__WHAT IS EXPECTED__. For each line of the data below, test for "segment". Report only the number of lines that pass.

__Stored records__.
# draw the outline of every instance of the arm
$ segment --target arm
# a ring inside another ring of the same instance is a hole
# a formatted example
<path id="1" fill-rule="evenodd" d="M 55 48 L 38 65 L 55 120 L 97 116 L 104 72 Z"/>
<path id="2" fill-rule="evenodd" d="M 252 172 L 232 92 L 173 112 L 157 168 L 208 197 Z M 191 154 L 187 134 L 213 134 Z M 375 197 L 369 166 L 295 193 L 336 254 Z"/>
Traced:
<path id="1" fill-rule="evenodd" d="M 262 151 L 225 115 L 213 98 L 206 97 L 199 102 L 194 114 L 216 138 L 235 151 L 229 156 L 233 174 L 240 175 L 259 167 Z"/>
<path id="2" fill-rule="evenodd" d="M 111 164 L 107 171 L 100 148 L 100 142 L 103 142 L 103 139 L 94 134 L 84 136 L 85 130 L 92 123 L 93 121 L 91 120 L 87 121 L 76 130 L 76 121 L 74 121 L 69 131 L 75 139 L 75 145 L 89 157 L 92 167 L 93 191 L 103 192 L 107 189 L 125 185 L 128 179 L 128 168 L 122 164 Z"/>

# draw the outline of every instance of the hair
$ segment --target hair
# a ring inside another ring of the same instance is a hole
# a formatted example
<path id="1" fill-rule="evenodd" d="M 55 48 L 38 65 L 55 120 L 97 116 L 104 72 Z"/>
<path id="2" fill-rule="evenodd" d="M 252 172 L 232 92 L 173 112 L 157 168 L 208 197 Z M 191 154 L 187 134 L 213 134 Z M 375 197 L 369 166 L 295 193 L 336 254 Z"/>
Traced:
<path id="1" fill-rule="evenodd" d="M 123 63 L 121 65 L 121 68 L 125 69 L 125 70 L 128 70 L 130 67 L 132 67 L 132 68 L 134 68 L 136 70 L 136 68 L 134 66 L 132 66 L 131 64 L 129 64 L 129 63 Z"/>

__EXERCISE SOLUTION__. 2